Start of SUPPLIED DATA
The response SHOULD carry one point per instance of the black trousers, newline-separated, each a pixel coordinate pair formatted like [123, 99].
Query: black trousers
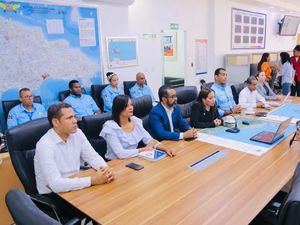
[66, 210]
[295, 90]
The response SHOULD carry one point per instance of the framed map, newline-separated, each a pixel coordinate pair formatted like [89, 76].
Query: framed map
[248, 29]
[121, 51]
[45, 45]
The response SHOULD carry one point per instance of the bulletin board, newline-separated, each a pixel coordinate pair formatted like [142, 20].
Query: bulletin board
[248, 29]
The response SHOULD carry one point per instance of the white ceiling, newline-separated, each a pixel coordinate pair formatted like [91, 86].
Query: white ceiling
[291, 7]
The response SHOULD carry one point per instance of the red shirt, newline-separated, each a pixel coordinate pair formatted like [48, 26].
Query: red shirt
[296, 66]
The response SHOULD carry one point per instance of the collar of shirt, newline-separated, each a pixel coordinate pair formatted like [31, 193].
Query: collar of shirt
[56, 138]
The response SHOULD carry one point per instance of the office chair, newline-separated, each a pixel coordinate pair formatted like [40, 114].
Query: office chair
[64, 94]
[127, 85]
[96, 94]
[7, 105]
[91, 127]
[25, 212]
[284, 208]
[21, 142]
[141, 109]
[236, 89]
[186, 96]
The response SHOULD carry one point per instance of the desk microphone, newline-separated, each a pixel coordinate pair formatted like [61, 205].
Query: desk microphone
[235, 129]
[298, 129]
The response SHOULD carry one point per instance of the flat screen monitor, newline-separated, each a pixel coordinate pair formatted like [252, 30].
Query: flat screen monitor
[289, 25]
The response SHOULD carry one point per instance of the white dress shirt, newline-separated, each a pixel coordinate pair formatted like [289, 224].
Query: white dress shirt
[56, 160]
[169, 114]
[248, 99]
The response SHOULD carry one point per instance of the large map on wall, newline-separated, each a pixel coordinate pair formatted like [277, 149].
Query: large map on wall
[44, 46]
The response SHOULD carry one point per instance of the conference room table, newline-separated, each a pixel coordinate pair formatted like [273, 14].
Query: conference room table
[233, 190]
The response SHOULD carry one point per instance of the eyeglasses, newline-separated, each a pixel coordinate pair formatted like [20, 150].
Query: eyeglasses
[28, 96]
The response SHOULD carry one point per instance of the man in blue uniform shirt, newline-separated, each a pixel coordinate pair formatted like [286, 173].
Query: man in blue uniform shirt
[141, 88]
[26, 111]
[166, 120]
[224, 98]
[82, 104]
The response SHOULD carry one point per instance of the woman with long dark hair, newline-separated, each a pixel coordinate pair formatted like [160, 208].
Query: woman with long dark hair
[295, 61]
[124, 132]
[287, 73]
[204, 111]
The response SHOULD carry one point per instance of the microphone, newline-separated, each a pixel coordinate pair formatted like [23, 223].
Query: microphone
[298, 129]
[235, 129]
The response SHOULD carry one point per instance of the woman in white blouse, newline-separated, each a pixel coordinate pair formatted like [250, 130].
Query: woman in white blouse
[124, 132]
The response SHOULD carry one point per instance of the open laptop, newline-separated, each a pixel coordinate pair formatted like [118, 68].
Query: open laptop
[268, 137]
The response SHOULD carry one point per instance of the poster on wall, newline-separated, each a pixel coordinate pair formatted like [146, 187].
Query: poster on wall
[248, 29]
[121, 51]
[201, 56]
[170, 46]
[45, 45]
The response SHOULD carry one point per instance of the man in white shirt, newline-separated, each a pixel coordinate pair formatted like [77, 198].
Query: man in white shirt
[249, 97]
[57, 160]
[58, 154]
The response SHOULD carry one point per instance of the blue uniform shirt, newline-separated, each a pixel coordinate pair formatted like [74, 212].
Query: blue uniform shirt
[224, 98]
[19, 114]
[137, 91]
[108, 94]
[83, 105]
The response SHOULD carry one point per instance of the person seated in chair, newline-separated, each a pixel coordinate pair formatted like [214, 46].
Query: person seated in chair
[111, 91]
[26, 111]
[59, 153]
[165, 120]
[224, 98]
[249, 97]
[124, 132]
[263, 87]
[82, 104]
[204, 111]
[58, 156]
[141, 88]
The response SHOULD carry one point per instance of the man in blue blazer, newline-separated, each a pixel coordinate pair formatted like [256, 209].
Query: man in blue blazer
[165, 120]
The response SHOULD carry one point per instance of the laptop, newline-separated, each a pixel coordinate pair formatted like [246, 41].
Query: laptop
[268, 137]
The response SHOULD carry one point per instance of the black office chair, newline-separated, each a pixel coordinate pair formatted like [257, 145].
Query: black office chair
[64, 94]
[186, 96]
[127, 86]
[236, 89]
[91, 127]
[7, 105]
[141, 108]
[284, 208]
[21, 142]
[96, 94]
[25, 212]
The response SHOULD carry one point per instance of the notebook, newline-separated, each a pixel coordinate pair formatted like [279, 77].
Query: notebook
[268, 137]
[152, 155]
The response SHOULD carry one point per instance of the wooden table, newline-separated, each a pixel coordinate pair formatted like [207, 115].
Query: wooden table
[8, 180]
[231, 191]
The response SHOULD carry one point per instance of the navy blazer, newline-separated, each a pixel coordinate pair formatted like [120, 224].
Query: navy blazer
[159, 123]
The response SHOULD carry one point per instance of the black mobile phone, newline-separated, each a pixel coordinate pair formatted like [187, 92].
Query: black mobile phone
[134, 166]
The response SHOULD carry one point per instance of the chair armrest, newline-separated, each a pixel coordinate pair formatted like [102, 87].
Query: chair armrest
[74, 221]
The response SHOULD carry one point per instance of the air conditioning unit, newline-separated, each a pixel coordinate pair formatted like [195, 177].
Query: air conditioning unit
[118, 2]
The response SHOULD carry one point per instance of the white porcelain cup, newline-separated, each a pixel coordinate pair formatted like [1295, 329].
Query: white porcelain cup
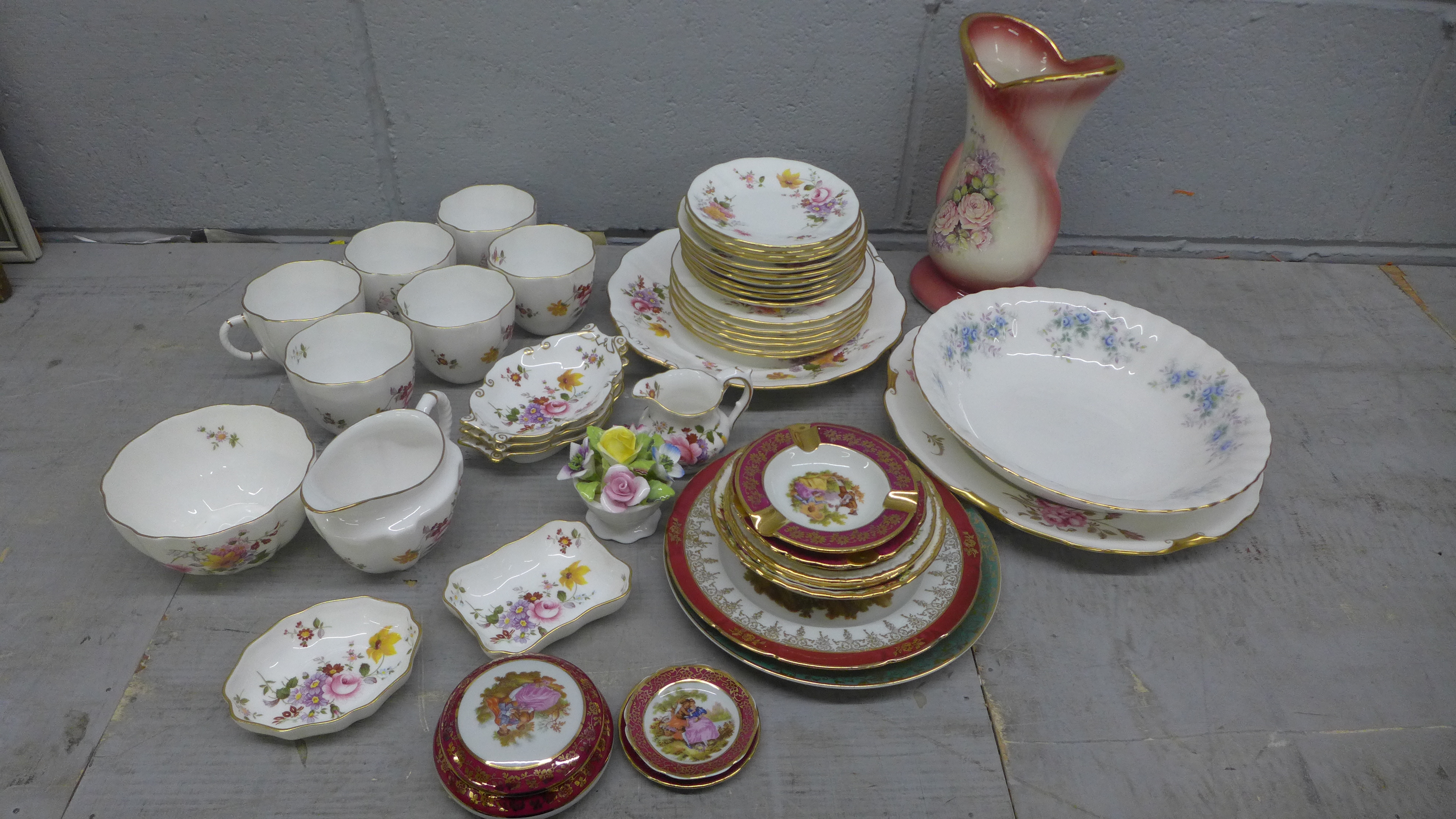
[389, 256]
[475, 216]
[349, 368]
[290, 298]
[549, 267]
[462, 317]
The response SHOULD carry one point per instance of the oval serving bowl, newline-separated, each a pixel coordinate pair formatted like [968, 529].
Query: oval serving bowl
[322, 669]
[520, 726]
[555, 384]
[532, 592]
[1092, 403]
[210, 492]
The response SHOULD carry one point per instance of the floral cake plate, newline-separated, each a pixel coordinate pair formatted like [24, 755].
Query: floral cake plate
[928, 439]
[641, 309]
[322, 669]
[689, 722]
[826, 487]
[535, 591]
[769, 202]
[819, 634]
[1098, 404]
[682, 785]
[523, 736]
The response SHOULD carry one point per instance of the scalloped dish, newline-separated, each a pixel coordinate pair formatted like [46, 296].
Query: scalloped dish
[322, 669]
[538, 589]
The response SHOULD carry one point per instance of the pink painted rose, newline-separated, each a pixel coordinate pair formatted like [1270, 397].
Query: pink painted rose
[947, 219]
[975, 212]
[546, 610]
[622, 487]
[535, 697]
[344, 685]
[1062, 516]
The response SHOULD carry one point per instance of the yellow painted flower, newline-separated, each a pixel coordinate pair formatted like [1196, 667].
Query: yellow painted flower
[382, 645]
[619, 444]
[574, 575]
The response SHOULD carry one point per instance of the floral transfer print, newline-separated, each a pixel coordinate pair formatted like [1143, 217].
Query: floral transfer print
[334, 687]
[978, 336]
[520, 703]
[1069, 519]
[219, 436]
[685, 728]
[964, 219]
[236, 554]
[534, 613]
[1072, 327]
[648, 302]
[1215, 406]
[825, 498]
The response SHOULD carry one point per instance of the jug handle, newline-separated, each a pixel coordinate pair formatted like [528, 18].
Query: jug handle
[743, 401]
[437, 406]
[228, 343]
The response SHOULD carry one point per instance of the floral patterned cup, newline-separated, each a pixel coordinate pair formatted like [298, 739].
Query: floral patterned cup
[475, 216]
[389, 256]
[549, 267]
[289, 299]
[346, 369]
[210, 492]
[462, 320]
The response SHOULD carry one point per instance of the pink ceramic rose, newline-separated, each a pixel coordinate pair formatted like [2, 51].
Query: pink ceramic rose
[546, 610]
[535, 697]
[622, 487]
[975, 212]
[344, 685]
End of SUPPLIED DATA
# WORK ITEM
What you give back should be exactly the lines of the entries above from the one containing "like [2, 51]." to the end, and nothing more.

# FINAL ANSWER
The response SHOULD carry one point per instance of the pink ceramic rose, newline-separated, each a pixel coordinate pair formatted like [2, 51].
Query: pink ceramic rose
[546, 610]
[535, 697]
[622, 487]
[975, 212]
[344, 685]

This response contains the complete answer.